▶ **What you need to do**
Please write out, exactly as given, the line that contains "Query: flagpole" and all lines that follow it through the end of the listing, and nothing else.

▶ **Data listing**

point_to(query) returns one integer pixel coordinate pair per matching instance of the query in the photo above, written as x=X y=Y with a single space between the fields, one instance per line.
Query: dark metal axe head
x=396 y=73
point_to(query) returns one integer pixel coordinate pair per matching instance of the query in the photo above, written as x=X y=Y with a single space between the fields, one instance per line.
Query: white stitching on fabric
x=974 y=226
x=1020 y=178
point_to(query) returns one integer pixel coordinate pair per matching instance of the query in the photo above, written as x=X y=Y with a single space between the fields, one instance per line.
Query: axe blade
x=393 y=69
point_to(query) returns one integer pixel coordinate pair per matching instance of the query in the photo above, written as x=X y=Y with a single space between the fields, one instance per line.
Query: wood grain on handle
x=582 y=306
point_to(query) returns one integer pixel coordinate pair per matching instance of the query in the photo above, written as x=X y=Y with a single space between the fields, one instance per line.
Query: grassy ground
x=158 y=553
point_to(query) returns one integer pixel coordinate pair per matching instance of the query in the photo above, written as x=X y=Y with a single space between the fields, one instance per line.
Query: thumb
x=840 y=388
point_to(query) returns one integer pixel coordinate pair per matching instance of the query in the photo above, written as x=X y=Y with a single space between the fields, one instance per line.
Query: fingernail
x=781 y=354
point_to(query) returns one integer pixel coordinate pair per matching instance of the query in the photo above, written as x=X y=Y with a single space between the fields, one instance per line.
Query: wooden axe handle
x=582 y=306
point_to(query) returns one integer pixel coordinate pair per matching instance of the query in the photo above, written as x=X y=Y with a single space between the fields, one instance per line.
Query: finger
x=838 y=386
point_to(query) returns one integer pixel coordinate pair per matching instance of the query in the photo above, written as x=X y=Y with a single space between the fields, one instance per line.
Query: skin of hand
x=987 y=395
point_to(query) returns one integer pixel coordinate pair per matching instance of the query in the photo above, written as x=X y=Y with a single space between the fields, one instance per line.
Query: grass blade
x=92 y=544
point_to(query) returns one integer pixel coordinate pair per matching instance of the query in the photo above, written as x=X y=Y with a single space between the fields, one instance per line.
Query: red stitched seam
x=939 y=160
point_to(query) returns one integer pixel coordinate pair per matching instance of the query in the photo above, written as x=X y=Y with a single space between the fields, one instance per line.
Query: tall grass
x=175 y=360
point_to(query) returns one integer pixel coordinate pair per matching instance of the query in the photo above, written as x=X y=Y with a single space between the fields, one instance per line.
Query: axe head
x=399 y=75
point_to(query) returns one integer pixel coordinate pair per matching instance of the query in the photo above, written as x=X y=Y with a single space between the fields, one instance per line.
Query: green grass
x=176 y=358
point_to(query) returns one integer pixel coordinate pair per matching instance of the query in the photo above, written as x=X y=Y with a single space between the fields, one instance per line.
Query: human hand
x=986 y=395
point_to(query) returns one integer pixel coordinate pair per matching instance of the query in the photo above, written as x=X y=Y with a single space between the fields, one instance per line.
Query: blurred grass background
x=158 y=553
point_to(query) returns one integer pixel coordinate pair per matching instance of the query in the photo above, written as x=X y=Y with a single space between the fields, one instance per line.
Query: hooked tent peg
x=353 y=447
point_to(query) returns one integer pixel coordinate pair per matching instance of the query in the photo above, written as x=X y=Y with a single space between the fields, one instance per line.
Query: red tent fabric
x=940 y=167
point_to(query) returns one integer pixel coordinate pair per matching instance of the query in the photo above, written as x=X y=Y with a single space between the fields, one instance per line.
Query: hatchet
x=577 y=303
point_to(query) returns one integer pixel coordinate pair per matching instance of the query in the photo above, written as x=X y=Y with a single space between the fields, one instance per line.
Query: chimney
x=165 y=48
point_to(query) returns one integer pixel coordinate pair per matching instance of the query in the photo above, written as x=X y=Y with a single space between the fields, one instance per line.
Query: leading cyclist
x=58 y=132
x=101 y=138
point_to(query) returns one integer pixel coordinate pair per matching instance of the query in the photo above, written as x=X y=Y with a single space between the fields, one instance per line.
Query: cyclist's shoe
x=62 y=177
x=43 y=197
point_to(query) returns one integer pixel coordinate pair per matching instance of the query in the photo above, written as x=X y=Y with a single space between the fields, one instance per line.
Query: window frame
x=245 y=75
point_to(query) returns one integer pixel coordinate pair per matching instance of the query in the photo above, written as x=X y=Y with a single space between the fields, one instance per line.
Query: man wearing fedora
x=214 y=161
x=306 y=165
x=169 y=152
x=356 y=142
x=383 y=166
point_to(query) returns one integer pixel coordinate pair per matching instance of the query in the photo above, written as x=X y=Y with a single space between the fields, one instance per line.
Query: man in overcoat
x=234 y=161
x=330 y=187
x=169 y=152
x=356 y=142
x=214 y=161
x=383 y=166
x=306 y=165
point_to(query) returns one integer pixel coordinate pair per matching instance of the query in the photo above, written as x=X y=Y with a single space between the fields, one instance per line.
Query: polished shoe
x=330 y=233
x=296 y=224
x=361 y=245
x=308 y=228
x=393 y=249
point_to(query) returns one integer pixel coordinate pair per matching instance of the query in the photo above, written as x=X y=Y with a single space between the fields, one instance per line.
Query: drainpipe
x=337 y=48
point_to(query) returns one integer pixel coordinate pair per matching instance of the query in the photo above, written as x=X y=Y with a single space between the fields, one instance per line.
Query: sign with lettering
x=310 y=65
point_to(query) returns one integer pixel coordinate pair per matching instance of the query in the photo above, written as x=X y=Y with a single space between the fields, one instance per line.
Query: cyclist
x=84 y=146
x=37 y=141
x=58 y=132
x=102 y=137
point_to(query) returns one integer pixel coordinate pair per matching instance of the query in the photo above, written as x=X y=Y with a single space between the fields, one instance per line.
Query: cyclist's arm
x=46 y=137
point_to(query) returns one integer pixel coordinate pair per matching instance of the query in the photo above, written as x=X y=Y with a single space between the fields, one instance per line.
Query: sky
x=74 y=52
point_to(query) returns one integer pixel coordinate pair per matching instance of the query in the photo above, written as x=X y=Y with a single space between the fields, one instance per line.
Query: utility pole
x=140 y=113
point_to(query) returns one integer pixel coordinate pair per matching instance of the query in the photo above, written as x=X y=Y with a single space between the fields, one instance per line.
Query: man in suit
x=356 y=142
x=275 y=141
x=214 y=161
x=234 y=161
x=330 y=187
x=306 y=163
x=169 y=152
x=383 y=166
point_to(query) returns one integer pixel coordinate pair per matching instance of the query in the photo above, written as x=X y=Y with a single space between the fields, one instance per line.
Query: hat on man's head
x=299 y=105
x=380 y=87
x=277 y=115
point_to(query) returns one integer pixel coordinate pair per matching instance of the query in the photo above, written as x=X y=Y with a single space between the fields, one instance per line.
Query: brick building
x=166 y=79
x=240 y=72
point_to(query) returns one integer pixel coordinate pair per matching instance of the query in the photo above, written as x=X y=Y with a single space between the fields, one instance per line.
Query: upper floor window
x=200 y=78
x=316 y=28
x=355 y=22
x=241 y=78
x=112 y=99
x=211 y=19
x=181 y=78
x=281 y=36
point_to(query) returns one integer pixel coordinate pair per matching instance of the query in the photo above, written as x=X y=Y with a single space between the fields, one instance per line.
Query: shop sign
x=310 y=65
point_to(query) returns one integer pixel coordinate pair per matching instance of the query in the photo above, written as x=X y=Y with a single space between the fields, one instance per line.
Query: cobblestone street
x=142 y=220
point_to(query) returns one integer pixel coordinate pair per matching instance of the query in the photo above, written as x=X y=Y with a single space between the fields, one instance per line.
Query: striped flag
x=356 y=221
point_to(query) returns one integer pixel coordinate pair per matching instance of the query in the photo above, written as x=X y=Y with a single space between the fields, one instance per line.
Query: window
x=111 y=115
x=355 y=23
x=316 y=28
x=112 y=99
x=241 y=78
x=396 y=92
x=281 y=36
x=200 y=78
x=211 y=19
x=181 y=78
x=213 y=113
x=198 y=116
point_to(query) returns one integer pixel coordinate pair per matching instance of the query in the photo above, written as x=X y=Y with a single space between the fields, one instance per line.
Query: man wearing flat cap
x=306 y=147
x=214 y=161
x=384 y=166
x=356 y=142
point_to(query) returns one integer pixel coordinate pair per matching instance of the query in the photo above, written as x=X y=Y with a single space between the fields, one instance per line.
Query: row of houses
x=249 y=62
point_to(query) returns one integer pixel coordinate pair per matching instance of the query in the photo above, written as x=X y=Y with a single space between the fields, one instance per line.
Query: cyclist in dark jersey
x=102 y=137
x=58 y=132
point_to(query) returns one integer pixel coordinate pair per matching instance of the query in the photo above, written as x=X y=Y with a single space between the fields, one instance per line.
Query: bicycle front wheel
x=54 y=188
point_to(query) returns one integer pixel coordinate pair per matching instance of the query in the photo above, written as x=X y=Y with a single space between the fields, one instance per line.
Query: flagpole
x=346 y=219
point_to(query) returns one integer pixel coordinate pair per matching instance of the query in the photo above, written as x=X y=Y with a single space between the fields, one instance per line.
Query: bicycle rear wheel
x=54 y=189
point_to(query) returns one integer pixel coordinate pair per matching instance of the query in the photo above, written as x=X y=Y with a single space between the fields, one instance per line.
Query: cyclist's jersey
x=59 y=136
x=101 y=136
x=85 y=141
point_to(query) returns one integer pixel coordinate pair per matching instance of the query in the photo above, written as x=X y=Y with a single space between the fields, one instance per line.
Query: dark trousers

▶ **Output of the task**
Query: flagpole
x=346 y=219
point_to(query) returns one integer pixel coordinate pair per matching instance of the query in the photo above, written as x=X y=Y with a single space between the fields, one instance per line.
Query: bicycle rear wheel
x=54 y=189
point_to(query) returns one integer pixel coordinate pair per matching instance of the query in the photo above, written as x=X y=Y with a single space between the fields, one instance per line.
Query: cyclist's jersey
x=59 y=136
x=101 y=136
x=85 y=141
point_to(query) returns one integer pixel coordinate pair per matching instance of the query in the photo above, written as x=X y=Y with a single space between the fields, one instance per line.
Query: dark trousers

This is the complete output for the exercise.